BEGIN Provided information

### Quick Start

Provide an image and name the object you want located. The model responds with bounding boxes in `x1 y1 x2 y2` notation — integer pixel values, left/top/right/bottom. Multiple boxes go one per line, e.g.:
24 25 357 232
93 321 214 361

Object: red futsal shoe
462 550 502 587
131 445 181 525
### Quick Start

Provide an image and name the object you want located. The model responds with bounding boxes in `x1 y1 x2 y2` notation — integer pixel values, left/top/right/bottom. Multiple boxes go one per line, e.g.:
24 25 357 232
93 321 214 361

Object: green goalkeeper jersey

END Provided information

● What the exercise asks
Rewrite the material above, putting "Getting Started" in place of "Quick Start" and leaving everything else unchanged.

● Solution for this problem
### Getting Started

Provide an image and name the object you want located. The model responds with bounding boxes in `x1 y1 x2 y2` notation — integer pixel values, left/top/right/bottom. Multiple boxes go one per line, e.g.:
24 25 357 232
93 321 214 361

Object: red futsal shoe
462 550 502 587
131 445 181 525
### Getting Started

Provide an image and name the object you want located. The model responds with bounding boxes in `x1 y1 x2 y2` notation — integer pixel values, left/top/right/bottom. Multiple boxes go one per line, e.g.:
24 25 357 232
93 321 214 361

Object: green goalkeeper jersey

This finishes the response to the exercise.